** Extracted records **

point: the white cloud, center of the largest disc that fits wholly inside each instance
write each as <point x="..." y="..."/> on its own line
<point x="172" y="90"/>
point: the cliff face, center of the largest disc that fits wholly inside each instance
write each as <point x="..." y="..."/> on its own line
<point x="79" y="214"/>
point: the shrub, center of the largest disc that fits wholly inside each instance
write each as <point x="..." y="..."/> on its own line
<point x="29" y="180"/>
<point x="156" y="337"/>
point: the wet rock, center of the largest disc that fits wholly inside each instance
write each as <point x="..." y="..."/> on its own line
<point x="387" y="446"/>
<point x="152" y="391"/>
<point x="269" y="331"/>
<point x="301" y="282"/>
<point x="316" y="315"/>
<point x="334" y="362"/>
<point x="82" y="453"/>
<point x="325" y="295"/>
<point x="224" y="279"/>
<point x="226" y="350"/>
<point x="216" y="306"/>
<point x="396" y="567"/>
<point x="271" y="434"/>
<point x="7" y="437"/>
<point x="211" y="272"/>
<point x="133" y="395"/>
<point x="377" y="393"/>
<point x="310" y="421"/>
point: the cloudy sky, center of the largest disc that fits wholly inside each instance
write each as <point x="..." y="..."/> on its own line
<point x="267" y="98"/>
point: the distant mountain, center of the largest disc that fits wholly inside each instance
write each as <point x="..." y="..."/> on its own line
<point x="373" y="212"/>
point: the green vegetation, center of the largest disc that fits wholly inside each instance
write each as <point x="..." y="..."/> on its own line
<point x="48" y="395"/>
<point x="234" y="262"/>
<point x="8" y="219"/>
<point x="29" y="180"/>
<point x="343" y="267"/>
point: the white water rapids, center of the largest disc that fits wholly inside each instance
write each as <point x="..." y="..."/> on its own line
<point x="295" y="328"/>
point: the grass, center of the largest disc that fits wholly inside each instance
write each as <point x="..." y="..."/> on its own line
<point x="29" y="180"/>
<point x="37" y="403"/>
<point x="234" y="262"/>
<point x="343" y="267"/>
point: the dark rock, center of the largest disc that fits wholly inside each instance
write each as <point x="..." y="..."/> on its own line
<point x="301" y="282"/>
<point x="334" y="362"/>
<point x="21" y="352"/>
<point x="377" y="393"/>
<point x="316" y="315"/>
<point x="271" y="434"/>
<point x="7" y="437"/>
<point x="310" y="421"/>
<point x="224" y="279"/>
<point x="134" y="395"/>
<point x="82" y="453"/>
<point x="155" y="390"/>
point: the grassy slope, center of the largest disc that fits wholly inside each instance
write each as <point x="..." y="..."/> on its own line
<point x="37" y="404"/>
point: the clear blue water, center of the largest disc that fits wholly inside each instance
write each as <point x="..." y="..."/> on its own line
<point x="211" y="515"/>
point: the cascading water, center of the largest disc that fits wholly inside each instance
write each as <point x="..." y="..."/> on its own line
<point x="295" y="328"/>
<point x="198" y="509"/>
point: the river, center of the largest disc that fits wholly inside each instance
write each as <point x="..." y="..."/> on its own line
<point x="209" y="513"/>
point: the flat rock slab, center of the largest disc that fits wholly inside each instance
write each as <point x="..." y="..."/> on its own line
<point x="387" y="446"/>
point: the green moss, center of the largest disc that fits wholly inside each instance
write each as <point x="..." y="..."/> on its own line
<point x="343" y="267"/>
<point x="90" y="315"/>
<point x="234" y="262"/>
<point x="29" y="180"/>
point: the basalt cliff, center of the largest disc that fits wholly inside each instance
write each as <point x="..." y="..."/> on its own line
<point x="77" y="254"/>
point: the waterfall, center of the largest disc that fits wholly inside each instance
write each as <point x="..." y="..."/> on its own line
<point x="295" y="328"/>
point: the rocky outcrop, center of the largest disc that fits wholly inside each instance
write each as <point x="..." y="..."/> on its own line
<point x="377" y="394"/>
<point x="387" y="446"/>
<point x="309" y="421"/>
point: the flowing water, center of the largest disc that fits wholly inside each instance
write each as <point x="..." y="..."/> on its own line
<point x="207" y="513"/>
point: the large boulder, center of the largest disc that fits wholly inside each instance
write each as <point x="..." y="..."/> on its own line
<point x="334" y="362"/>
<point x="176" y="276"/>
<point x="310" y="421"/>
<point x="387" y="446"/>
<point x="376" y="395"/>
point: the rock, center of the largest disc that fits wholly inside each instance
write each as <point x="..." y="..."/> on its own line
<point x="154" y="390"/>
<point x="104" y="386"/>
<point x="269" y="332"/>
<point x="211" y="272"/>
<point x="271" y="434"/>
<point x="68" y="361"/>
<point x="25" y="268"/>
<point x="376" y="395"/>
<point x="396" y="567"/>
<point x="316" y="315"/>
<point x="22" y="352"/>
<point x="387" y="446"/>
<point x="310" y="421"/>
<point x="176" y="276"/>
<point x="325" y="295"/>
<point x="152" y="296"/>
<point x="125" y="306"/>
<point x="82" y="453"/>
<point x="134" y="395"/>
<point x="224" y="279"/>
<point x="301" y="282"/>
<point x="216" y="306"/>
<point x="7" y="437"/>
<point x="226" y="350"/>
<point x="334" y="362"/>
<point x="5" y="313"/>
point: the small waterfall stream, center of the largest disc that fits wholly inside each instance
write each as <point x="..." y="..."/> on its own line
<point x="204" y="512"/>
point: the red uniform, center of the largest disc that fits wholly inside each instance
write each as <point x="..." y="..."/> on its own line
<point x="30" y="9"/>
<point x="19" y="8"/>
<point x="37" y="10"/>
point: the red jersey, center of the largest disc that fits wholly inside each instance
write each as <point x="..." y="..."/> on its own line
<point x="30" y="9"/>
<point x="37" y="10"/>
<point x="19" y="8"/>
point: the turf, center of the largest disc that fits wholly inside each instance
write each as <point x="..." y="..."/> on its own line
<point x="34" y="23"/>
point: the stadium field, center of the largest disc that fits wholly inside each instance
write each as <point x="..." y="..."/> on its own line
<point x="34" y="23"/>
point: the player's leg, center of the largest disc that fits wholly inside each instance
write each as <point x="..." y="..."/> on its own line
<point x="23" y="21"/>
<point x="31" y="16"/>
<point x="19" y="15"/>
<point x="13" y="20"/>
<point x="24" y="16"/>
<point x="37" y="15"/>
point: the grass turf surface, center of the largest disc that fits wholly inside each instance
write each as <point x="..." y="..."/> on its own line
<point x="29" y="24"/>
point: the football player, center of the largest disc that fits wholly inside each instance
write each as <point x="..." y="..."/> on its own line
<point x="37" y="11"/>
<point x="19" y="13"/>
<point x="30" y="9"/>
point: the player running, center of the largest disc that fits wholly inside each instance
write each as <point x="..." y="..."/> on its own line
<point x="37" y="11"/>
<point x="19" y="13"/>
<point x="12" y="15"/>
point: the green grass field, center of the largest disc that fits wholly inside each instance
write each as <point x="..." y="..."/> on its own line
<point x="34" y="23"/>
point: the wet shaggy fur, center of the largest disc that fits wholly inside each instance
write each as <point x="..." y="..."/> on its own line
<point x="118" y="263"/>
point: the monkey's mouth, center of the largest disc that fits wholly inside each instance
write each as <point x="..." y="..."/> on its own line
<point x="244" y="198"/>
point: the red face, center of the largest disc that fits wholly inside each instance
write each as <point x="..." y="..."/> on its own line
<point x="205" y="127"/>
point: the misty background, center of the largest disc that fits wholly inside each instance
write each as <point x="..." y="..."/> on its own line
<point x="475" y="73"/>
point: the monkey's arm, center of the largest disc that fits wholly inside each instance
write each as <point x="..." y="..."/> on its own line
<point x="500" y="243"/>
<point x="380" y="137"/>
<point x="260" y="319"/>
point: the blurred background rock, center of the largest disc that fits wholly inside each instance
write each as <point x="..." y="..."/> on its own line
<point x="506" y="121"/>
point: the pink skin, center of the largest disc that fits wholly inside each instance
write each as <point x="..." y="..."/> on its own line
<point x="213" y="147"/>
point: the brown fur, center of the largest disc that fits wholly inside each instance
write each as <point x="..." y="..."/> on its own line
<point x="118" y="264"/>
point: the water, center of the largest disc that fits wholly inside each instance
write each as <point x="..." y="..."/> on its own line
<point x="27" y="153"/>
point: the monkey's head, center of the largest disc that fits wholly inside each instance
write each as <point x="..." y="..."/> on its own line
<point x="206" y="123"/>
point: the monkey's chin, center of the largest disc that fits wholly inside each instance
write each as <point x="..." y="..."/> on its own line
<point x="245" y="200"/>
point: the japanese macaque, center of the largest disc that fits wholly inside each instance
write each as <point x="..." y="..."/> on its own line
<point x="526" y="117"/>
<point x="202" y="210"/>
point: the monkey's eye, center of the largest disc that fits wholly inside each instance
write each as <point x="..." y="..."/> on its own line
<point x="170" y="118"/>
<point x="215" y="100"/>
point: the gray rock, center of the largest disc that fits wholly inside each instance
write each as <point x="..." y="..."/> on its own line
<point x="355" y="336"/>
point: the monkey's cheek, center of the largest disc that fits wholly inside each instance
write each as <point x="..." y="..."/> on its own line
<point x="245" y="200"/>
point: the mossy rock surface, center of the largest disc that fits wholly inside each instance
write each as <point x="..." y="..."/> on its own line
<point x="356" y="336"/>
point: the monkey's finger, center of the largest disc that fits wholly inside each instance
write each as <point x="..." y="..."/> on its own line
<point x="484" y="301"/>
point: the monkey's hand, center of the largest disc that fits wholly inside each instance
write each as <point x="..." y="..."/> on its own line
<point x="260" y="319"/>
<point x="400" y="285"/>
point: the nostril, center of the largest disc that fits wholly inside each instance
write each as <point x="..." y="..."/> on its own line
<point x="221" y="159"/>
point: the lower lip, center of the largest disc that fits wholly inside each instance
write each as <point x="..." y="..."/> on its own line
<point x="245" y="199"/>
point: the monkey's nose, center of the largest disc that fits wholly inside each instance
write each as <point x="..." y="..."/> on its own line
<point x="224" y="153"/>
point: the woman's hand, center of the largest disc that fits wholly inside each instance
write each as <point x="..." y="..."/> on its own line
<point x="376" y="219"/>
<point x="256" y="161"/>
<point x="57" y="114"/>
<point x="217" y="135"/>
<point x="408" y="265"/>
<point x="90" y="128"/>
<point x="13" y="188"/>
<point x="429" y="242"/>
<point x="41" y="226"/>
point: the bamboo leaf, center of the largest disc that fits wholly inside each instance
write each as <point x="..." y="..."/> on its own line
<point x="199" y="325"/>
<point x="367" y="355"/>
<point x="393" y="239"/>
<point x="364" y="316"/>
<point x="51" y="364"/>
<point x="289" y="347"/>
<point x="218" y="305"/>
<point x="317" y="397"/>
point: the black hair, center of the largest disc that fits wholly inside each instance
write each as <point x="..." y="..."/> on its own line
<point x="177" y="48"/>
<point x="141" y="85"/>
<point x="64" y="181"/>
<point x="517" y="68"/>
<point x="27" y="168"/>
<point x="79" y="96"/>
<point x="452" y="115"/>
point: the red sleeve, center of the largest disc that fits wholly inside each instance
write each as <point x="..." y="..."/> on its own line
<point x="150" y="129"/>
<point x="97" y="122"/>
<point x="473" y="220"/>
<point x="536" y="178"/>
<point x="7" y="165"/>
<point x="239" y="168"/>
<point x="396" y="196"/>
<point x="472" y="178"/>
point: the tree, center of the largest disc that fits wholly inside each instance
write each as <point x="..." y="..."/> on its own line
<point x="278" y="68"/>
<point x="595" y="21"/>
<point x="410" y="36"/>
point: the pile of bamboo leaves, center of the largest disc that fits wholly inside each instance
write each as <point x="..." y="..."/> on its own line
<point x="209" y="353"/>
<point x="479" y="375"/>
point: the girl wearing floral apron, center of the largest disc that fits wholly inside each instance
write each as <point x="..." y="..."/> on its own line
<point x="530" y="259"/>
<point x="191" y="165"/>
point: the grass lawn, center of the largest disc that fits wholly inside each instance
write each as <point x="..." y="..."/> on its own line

** EXERCISE GOAL **
Return a copy of each line in the entries that contains "turf".

** SOLUTION **
point: the turf, center of the largest disc that fits wholly inside each instance
point: the grass turf surface, center of the largest disc that fits wholly inside each instance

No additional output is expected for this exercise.